Render the records as a two-column CSV with the columns input and output, starting at the beginning of the records and continuing through the line containing "x=284 y=310". Give one row per record, put each field in quotation marks with line breaks replaced by spaces, and leave the pictures out.

(Photo object-pointing records)
>>>>>

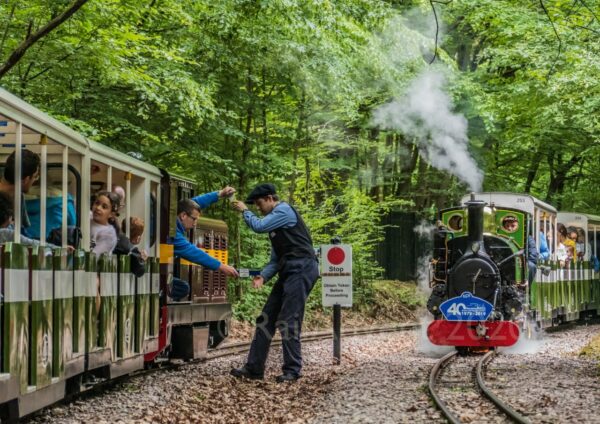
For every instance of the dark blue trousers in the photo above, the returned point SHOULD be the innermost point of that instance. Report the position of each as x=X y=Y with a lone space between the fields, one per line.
x=284 y=310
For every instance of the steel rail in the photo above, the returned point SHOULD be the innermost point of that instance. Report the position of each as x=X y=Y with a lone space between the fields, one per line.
x=329 y=334
x=515 y=416
x=435 y=371
x=238 y=348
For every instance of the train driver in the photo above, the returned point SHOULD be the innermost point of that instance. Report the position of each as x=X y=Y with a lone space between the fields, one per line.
x=188 y=212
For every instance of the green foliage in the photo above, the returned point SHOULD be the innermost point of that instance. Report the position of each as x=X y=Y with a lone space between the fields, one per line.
x=238 y=92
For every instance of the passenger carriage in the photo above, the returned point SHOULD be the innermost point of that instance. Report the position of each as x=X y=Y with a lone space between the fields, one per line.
x=579 y=282
x=53 y=341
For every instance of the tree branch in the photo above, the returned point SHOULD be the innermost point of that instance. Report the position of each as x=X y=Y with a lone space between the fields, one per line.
x=437 y=26
x=557 y=36
x=31 y=39
x=12 y=13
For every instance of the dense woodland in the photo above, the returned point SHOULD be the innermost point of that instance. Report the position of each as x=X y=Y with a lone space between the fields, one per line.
x=352 y=108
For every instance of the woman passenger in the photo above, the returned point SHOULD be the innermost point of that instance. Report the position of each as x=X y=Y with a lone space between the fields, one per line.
x=104 y=228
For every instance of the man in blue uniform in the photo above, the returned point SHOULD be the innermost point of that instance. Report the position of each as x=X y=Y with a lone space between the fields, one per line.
x=188 y=212
x=293 y=258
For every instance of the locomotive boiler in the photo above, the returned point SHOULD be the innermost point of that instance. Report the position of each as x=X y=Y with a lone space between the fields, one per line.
x=476 y=273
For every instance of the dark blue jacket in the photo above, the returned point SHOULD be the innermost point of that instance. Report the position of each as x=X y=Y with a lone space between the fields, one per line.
x=188 y=251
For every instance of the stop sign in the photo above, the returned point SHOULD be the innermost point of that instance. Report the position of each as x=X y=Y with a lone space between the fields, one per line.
x=336 y=255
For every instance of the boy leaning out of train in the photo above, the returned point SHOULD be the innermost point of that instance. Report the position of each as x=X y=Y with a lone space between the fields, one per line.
x=7 y=231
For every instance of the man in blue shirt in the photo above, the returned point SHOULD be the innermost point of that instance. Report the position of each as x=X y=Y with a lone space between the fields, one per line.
x=293 y=258
x=188 y=212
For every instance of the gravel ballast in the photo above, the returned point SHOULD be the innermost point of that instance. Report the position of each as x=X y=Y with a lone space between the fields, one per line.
x=382 y=378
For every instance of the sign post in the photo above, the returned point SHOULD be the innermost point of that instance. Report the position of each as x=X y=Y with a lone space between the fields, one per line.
x=336 y=275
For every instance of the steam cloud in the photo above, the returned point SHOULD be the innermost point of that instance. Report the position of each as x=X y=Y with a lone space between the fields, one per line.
x=425 y=114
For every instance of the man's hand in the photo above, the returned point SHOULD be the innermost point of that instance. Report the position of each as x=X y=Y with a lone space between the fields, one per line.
x=239 y=206
x=226 y=191
x=258 y=281
x=229 y=270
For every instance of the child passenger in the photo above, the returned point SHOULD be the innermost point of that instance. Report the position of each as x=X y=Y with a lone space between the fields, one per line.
x=126 y=246
x=104 y=228
x=7 y=232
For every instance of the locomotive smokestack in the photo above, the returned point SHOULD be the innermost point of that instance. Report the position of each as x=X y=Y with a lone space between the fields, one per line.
x=475 y=208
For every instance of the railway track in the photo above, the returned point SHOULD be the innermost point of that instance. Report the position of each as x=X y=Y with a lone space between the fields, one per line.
x=228 y=349
x=466 y=386
x=238 y=348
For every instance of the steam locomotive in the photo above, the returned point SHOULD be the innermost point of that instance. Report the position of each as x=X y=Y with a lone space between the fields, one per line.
x=487 y=285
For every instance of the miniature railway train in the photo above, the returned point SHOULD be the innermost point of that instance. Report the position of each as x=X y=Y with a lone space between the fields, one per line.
x=71 y=318
x=505 y=259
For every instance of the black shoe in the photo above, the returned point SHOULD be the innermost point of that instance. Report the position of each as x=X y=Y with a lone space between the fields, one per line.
x=287 y=377
x=244 y=372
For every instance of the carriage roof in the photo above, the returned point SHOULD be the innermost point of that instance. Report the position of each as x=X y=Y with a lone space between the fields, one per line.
x=37 y=122
x=523 y=202
x=576 y=219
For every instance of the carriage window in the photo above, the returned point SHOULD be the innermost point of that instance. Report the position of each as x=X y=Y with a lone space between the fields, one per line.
x=578 y=239
x=54 y=197
x=510 y=223
x=153 y=210
x=455 y=222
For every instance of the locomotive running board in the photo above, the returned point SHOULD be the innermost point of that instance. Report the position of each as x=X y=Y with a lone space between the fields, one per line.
x=473 y=333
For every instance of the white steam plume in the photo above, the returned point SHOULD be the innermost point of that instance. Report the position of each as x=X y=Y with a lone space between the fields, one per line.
x=425 y=114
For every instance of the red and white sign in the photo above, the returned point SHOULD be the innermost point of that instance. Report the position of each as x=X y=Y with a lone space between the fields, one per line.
x=336 y=274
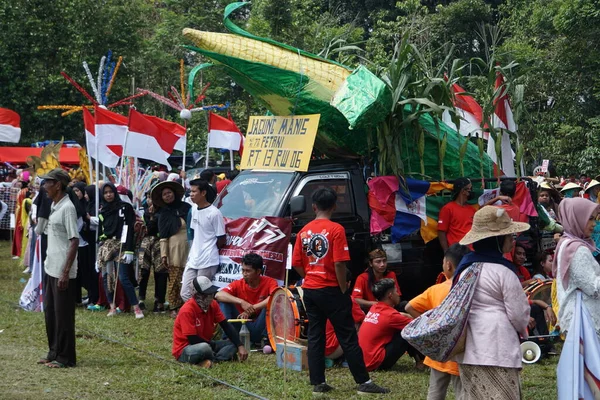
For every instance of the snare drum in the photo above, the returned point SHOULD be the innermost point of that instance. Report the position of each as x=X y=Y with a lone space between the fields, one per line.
x=281 y=302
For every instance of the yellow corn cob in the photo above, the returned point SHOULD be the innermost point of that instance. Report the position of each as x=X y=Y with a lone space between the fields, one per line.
x=328 y=75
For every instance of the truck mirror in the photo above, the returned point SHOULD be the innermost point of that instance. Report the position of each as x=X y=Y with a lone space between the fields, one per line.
x=297 y=205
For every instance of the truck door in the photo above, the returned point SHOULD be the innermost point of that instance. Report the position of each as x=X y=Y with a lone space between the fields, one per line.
x=345 y=213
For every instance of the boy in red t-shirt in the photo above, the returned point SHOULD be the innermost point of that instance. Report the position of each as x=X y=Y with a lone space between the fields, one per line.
x=195 y=325
x=247 y=298
x=380 y=335
x=320 y=256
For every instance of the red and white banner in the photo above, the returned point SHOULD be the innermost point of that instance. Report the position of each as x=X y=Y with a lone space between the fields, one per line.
x=223 y=133
x=10 y=126
x=149 y=140
x=110 y=130
x=268 y=237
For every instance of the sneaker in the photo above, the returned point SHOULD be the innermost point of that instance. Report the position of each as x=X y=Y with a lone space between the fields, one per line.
x=371 y=388
x=322 y=388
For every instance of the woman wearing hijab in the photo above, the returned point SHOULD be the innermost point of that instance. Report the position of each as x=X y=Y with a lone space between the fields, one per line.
x=574 y=266
x=172 y=231
x=117 y=219
x=491 y=363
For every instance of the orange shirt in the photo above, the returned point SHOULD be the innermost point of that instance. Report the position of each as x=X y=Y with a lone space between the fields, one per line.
x=427 y=300
x=319 y=245
x=362 y=290
x=456 y=221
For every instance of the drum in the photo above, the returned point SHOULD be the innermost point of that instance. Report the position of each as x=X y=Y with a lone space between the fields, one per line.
x=540 y=290
x=286 y=303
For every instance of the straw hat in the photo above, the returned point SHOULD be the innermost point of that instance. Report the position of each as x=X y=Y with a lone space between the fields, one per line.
x=591 y=184
x=492 y=221
x=570 y=186
x=157 y=192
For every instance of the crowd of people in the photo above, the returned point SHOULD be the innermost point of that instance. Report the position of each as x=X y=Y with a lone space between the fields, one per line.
x=177 y=232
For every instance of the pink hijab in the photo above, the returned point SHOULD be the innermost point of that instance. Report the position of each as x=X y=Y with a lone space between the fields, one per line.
x=574 y=215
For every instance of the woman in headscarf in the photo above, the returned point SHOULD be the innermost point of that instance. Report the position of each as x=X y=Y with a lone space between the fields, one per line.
x=172 y=231
x=149 y=259
x=491 y=363
x=117 y=219
x=574 y=266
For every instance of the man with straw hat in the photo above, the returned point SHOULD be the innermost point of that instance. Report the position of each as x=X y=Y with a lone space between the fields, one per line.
x=491 y=363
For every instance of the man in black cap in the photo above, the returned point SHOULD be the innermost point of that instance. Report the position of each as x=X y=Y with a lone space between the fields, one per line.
x=195 y=325
x=61 y=272
x=456 y=217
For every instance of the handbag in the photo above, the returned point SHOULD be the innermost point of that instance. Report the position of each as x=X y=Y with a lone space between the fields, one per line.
x=441 y=333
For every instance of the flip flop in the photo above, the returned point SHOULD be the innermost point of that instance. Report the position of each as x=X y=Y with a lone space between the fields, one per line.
x=55 y=364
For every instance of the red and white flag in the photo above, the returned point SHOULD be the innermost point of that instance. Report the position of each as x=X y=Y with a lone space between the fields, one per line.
x=223 y=133
x=469 y=111
x=149 y=140
x=10 y=126
x=172 y=127
x=503 y=120
x=110 y=129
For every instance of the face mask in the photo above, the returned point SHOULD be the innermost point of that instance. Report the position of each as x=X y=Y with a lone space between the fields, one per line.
x=203 y=301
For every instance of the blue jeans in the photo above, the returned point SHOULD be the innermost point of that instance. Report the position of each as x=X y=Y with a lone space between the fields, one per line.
x=221 y=350
x=125 y=284
x=257 y=328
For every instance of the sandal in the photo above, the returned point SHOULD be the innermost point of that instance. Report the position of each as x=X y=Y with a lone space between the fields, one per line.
x=55 y=364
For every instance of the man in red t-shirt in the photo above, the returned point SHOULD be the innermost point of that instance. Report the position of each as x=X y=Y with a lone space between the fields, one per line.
x=247 y=298
x=195 y=325
x=455 y=218
x=380 y=335
x=320 y=256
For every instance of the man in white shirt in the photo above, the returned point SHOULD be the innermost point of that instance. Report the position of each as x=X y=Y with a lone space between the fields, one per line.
x=208 y=228
x=61 y=273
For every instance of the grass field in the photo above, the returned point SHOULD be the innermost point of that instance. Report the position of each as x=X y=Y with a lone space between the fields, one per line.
x=125 y=358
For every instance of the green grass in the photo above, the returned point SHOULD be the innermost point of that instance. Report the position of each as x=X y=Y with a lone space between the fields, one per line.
x=125 y=358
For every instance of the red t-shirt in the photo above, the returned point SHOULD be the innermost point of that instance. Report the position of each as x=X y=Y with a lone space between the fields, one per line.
x=362 y=290
x=319 y=245
x=331 y=342
x=379 y=327
x=456 y=221
x=192 y=320
x=242 y=290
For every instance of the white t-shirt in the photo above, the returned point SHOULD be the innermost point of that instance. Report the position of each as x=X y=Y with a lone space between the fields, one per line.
x=62 y=227
x=208 y=224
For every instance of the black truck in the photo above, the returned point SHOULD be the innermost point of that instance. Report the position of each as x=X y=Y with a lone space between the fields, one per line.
x=258 y=193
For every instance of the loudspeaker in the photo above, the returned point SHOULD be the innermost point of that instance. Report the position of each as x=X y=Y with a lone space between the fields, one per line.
x=530 y=352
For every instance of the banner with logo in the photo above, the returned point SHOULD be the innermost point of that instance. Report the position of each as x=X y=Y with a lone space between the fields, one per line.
x=268 y=237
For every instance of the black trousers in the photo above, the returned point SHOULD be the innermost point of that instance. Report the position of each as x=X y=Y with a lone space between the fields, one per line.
x=59 y=312
x=394 y=350
x=160 y=285
x=331 y=304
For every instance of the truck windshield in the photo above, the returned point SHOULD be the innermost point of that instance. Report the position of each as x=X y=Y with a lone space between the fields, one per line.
x=254 y=194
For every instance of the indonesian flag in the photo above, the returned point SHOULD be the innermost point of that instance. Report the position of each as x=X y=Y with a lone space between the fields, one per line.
x=149 y=139
x=110 y=130
x=104 y=155
x=224 y=134
x=10 y=126
x=174 y=128
x=503 y=119
x=469 y=111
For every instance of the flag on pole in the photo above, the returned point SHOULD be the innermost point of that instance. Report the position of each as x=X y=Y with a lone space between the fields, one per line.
x=223 y=133
x=503 y=119
x=148 y=139
x=105 y=155
x=172 y=127
x=110 y=129
x=10 y=126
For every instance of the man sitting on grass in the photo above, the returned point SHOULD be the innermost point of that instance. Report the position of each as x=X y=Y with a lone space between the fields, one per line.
x=247 y=298
x=195 y=325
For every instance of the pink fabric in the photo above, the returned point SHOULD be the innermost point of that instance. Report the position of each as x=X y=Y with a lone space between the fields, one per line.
x=574 y=215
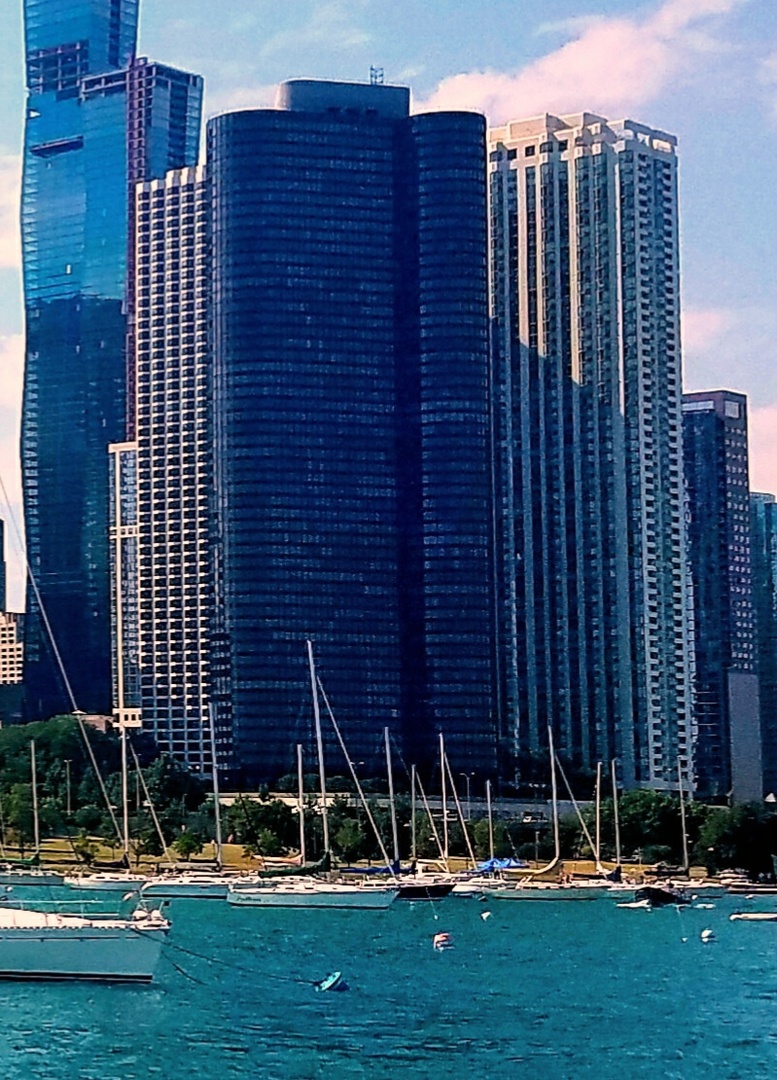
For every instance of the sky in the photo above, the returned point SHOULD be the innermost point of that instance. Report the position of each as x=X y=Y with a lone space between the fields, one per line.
x=705 y=70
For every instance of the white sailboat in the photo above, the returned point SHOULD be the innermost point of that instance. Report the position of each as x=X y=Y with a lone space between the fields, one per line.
x=193 y=883
x=37 y=946
x=307 y=891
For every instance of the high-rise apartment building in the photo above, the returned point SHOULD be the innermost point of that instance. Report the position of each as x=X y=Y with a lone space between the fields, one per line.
x=593 y=616
x=165 y=581
x=763 y=550
x=349 y=332
x=726 y=692
x=97 y=120
x=11 y=649
x=2 y=566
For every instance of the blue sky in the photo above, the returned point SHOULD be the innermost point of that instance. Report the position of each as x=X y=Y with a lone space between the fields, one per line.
x=704 y=69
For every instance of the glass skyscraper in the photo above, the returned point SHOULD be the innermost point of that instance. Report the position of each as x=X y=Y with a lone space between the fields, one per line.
x=352 y=478
x=763 y=540
x=97 y=121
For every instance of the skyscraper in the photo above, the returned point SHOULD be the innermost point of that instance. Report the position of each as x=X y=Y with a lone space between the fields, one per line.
x=97 y=120
x=351 y=423
x=726 y=692
x=593 y=615
x=2 y=565
x=763 y=540
x=163 y=536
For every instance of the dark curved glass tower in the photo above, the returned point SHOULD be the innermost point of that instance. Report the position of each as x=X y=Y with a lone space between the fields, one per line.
x=97 y=120
x=351 y=423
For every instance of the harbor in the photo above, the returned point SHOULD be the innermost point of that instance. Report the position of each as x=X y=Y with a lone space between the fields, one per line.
x=540 y=991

<<<<<

- Task response:
input,output
"For every instance of the dark blue trousers in the photo above, the returned point SHOULD be the innermost point of that instance. Report the position of each as x=X y=Y with a lone space between the fields, one per line.","x=284 y=310"